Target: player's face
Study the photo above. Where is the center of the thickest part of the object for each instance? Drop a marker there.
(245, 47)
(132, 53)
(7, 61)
━━━━
§ Stated task
Write out the material above again line for line, changing nothing.

§ Exercise solution
Target: player's face
Study the photo above. Where is the center of the thickest part of the object for each instance? Drop a marker there.
(245, 47)
(132, 53)
(7, 61)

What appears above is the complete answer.